OBJECTIVE A: In the forum thread below about ordering post-indexed loads, what cache line size is assumed for the simplified case?

Hello,
I have a question if following sequence of instructions involving post-indexed LDRs could be re-ordered on say Cortex A8:
To simplify, lets consider, r0 = 0xC, Cache line size 16 Bytes
ldr r1, [r0], #4 /* 1 */
ldr r2, [r0], #4 /* 2 */
ldr r3, [r0], #4 /* 3 */
ldr r4, [r0], #4 /* 4 */
/* At this point, r0 = 0x1C */
Now, will the above instructions always be executed in order 1-2-3-4 (because r0 is getting updated across) or there are chances that it could execute as 2-3-4-1 etc?
Thanks.
It depends why you have an abort. If the abort is due to a fault from the MMU, it will always be synchronous. So if load (1) faults in the MMU, DFAR will contain the address accessed by (1) and the preferred return address pointed to by LR_abt will be instruction (1) (i.e. the address of instruction (1) plus whatever offset the A.R.M. requires). Note that the processor might have executed the other instructions, if the memory is Normal memory -- in effect it speculates these loads.
If the abort has come from the external system, it depends on the processor implementation whether this is taken synchronously or asynchronously. My recollection is that Cortex-A8 would take it asynchronously, but this should be confirmed from the Technical Reference Manual. (It might depend on the memory type.) If it is asynchronous then DFAR doesn't contain a valid address, and LR_abt will point to whatever instruction was interrupted to take the asynchronous Abort.

OBJECTIVE B: From the entries below, express as a JSON list of strings, one string per line with blank lines omitted, only the lines beginning at the line that contains "Someone flagged white countertop" and ending after the line that contains "[249,55,252,119]".

PROVIDED INFORMATION:

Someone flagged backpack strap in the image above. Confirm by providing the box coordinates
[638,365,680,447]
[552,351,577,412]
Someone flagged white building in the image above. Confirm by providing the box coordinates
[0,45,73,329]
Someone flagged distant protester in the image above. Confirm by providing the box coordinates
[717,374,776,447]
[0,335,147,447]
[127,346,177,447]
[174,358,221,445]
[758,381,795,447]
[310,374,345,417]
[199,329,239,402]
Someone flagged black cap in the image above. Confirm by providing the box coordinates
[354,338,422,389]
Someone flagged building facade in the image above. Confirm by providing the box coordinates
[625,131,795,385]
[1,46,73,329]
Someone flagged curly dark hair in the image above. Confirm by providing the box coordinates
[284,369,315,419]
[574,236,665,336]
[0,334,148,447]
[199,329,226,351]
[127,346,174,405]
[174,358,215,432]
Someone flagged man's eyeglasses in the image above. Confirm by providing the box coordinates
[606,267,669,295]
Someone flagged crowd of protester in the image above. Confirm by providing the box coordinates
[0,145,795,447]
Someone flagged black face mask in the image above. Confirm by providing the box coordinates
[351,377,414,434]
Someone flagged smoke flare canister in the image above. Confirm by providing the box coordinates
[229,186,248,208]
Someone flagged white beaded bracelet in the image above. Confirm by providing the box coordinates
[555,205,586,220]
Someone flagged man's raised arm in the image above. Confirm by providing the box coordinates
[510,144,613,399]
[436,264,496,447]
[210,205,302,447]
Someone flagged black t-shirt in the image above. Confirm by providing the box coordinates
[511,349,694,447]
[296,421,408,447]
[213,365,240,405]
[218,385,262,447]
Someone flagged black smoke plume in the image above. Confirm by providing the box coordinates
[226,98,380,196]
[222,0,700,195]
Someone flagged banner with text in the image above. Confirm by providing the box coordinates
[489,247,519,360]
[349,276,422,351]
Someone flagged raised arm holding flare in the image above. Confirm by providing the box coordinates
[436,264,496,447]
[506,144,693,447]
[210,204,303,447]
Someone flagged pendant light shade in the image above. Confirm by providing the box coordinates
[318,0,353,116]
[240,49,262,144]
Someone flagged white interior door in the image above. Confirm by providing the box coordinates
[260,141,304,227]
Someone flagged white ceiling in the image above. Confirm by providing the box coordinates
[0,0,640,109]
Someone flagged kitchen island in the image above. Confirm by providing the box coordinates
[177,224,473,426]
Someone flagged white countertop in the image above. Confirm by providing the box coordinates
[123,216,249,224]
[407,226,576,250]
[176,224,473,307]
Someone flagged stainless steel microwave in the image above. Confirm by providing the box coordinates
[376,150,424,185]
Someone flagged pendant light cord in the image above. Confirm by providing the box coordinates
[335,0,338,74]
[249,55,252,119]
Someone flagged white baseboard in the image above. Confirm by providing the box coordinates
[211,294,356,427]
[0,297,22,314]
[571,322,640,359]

FINAL ANSWER A: 16 bytes.

FINAL ANSWER B:
[
  "Someone flagged white countertop in the image above. Confirm by providing the box coordinates",
  "[123,216,249,224]",
  "[407,226,576,250]",
  "[176,224,473,307]",
  "Someone flagged stainless steel microwave in the image above. Confirm by providing the box coordinates",
  "[376,150,424,185]",
  "Someone flagged pendant light cord in the image above. Confirm by providing the box coordinates",
  "[335,0,338,74]",
  "[249,55,252,119]"
]